## What needs to be done
Reproduce only the data starting at the line that contains "of the paving" and ending at the line that contains "point(798, 216)", renaming "dark parked car" to "dark sedan" and leaving everything else unchanged.

## Information shown

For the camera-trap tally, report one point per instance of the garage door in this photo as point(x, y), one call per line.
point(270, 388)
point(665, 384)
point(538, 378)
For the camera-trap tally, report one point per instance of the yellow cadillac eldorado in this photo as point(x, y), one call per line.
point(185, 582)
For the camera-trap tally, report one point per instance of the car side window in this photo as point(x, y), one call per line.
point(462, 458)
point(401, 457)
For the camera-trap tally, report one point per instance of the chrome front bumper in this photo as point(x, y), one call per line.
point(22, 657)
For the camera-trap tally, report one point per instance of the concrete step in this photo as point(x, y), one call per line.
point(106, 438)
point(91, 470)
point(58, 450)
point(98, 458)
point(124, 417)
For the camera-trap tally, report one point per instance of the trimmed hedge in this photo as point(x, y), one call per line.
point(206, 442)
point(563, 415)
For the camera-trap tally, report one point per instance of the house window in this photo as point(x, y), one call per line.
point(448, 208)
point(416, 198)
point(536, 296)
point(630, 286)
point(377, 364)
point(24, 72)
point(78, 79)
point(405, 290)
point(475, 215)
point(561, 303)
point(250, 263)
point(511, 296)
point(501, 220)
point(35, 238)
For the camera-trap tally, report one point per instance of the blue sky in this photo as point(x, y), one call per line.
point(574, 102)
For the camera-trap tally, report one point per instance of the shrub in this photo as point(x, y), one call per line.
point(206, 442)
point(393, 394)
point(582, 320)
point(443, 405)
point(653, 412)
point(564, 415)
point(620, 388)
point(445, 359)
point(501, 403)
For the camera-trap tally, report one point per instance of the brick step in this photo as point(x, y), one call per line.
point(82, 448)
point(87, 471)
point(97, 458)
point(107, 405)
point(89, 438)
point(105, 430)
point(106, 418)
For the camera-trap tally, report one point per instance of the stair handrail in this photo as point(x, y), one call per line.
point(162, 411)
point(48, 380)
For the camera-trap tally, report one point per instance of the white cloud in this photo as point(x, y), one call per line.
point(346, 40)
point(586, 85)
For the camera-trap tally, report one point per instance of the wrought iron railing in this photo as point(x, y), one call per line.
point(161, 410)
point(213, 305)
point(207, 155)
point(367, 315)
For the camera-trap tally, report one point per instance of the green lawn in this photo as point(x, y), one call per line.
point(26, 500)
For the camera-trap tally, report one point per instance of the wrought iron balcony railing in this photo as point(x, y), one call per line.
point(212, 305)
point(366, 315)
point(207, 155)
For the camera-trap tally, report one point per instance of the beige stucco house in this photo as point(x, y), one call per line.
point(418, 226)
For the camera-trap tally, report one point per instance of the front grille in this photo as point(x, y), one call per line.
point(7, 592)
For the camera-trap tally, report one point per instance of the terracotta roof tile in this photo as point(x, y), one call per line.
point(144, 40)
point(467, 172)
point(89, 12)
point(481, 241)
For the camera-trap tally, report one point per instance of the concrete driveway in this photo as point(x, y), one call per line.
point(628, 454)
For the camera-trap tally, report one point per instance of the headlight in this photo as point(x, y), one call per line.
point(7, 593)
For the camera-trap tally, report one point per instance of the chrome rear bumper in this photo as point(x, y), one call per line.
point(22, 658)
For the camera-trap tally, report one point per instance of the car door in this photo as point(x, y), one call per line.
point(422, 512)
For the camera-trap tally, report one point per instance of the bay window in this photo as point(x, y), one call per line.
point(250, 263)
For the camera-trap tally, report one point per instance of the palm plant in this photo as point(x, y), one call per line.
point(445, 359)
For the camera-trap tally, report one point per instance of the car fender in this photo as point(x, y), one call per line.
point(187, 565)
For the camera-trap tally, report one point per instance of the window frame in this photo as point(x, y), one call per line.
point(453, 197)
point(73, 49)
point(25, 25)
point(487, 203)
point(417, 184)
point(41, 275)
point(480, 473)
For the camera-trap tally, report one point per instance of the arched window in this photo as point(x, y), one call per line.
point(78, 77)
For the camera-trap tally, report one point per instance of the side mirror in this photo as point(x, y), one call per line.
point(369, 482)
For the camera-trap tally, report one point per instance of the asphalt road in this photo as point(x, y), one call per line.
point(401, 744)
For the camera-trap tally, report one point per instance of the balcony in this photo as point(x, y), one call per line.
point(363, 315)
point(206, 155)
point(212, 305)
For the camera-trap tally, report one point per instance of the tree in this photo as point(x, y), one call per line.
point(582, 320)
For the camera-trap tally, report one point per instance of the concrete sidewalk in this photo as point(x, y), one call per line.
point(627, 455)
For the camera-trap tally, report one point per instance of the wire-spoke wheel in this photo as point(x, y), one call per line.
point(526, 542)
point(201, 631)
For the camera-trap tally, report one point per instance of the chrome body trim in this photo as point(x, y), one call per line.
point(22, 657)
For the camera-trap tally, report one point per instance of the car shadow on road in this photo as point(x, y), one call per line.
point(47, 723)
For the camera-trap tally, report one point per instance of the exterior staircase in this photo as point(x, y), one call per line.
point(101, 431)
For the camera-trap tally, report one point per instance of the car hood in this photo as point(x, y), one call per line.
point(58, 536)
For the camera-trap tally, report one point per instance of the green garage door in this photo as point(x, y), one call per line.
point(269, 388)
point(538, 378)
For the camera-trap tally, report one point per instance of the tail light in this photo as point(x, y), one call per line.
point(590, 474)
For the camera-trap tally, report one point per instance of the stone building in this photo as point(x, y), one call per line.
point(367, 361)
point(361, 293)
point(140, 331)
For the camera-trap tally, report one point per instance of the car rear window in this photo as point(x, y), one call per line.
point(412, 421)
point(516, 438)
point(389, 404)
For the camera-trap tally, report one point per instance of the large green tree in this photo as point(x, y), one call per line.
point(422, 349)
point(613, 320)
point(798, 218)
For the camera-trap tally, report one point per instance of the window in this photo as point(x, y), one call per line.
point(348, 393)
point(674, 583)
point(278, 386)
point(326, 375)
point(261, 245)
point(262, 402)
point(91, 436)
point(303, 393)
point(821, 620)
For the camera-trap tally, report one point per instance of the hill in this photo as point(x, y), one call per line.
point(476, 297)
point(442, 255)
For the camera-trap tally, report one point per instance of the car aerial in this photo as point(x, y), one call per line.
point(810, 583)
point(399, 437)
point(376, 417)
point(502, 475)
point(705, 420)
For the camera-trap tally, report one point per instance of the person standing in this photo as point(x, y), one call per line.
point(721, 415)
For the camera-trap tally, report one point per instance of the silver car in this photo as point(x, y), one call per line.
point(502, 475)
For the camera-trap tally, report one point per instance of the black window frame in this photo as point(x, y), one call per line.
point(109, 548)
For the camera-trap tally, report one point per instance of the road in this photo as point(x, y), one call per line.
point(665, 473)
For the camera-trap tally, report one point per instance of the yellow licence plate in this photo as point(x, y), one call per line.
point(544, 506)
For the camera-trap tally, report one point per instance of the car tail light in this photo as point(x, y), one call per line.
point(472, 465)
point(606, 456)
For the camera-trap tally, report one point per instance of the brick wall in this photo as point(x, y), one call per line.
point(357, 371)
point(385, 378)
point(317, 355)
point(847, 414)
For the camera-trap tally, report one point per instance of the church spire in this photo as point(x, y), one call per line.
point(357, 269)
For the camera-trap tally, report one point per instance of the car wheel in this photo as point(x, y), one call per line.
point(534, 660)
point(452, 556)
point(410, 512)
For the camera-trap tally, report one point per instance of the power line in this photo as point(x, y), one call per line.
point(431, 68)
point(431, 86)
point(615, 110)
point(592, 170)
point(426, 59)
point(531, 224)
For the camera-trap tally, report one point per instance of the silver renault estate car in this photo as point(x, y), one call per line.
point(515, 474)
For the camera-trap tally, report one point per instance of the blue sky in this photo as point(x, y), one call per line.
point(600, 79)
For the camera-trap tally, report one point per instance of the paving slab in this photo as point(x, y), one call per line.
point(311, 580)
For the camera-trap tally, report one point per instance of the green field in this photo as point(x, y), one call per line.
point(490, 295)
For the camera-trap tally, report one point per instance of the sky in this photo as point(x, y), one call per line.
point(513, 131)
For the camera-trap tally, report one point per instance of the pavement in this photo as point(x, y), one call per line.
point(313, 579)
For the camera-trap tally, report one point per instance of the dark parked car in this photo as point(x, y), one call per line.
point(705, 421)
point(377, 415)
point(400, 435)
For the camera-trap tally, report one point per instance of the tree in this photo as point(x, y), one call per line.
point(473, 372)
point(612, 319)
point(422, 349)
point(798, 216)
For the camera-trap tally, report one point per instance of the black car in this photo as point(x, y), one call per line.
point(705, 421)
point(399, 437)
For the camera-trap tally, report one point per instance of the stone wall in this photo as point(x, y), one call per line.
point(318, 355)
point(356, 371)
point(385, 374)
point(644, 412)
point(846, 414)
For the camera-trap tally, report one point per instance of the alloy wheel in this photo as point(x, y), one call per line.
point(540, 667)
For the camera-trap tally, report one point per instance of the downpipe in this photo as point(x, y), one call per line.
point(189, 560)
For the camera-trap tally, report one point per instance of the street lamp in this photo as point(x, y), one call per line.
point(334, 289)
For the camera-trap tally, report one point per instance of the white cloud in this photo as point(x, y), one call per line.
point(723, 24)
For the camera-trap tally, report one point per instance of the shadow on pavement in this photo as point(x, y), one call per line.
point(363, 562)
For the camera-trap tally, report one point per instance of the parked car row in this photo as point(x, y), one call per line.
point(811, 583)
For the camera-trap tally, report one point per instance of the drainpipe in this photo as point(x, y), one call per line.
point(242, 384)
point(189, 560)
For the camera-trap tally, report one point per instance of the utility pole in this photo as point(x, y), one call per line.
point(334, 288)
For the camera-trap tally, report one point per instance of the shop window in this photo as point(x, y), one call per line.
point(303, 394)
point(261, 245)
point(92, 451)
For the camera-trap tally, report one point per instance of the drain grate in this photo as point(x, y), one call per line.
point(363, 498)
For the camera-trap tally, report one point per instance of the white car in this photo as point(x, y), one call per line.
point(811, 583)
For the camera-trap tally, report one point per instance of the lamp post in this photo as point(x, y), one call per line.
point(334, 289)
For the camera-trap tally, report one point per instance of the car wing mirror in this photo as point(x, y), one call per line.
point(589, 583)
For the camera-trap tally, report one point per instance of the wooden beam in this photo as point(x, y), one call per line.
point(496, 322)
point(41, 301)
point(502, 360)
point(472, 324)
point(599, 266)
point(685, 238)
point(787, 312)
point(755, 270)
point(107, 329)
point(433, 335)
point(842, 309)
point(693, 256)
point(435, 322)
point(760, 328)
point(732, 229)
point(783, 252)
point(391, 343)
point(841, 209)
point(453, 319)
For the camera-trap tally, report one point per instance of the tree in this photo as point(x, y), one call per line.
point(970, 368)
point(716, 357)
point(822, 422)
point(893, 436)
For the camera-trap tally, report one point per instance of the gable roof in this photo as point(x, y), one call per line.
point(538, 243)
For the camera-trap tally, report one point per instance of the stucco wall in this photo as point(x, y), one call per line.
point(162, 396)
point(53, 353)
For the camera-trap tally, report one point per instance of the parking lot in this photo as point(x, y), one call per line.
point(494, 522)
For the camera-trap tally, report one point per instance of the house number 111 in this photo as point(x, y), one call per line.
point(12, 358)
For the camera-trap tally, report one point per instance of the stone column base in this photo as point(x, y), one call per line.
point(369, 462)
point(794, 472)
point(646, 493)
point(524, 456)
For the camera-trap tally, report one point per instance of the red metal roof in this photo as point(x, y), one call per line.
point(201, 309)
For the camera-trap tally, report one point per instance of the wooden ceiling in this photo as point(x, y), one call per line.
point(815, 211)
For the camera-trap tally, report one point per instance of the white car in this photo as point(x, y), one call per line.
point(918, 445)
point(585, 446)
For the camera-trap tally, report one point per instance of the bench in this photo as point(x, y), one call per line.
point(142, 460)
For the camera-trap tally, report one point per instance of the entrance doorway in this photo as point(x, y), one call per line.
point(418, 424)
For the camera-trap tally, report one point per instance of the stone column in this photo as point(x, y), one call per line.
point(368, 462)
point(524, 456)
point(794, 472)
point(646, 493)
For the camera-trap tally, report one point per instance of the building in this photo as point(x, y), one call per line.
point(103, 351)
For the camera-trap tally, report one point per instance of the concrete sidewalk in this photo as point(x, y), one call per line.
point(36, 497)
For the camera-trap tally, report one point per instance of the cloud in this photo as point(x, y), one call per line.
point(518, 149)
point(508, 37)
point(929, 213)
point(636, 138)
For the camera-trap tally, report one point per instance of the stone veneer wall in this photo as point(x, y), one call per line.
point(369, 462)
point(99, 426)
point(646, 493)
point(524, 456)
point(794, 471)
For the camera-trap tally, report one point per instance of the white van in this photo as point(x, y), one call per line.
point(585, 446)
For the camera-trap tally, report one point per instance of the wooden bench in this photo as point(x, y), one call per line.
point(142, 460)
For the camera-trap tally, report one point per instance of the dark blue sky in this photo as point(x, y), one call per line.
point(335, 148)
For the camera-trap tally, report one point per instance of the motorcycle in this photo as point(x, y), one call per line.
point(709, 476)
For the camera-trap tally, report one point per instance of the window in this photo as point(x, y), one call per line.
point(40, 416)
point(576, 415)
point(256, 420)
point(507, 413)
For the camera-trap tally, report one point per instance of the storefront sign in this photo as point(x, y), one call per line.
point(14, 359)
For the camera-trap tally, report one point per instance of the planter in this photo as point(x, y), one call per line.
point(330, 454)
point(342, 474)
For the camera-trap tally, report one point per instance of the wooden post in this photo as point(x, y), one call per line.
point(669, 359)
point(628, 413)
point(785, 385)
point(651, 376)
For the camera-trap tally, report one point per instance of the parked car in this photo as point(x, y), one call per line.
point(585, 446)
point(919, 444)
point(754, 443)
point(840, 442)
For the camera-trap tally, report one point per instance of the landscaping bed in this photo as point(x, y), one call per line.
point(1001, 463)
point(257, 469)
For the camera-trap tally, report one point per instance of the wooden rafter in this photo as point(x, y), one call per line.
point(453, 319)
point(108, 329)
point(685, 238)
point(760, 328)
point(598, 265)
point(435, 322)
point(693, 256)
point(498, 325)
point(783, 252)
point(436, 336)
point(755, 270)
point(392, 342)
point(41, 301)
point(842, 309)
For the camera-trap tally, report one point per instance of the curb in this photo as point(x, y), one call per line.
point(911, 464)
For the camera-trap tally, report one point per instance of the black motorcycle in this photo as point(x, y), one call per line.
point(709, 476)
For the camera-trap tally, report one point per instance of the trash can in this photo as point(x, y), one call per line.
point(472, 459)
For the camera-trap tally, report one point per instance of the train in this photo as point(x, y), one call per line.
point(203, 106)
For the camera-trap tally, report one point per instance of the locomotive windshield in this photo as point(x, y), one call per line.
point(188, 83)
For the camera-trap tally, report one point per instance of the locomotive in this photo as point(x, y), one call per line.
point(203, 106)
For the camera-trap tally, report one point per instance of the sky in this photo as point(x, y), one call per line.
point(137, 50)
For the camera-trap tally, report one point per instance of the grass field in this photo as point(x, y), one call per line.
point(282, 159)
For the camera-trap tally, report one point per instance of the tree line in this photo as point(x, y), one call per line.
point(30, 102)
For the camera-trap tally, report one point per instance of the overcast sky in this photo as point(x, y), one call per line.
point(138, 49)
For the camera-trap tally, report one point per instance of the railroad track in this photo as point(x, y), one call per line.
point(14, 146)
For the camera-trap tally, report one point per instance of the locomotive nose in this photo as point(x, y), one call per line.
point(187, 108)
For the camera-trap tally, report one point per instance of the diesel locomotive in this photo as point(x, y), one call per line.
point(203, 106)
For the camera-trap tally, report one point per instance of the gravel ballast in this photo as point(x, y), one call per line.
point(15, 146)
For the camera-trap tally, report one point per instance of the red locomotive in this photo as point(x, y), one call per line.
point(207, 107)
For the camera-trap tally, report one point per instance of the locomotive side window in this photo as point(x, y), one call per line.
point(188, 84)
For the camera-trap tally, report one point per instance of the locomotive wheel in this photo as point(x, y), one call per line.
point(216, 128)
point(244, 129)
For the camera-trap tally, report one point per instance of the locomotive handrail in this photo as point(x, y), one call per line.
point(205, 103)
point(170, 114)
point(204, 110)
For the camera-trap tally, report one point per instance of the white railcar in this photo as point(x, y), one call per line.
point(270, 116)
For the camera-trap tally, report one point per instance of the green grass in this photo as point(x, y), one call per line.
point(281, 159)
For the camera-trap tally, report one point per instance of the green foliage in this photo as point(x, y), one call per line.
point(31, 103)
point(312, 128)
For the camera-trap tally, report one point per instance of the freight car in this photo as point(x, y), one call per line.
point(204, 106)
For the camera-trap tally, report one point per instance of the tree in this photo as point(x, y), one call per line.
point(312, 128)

## Complete response
For the camera-trap tally, report one point per instance of the paving slab in this photo as point(x, y), one call per line.
point(311, 580)
For the camera-trap tally, report one point per instance of the green field in this photo as point(x, y), one call per line.
point(490, 295)
For the camera-trap tally, report one point per instance of the sky in this photo as point(x, y), one call per line.
point(513, 131)
For the camera-trap tally, report one point per instance of the pavement in this photo as point(x, y), one call per line.
point(313, 579)
For the camera-trap tally, report one point per instance of the dark sedan in this photo as point(x, y), one call per line.
point(705, 421)
point(377, 415)
point(400, 435)
For the camera-trap tally, report one point per instance of the tree in this photo as point(x, y), one call per line.
point(473, 372)
point(612, 319)
point(422, 349)
point(798, 216)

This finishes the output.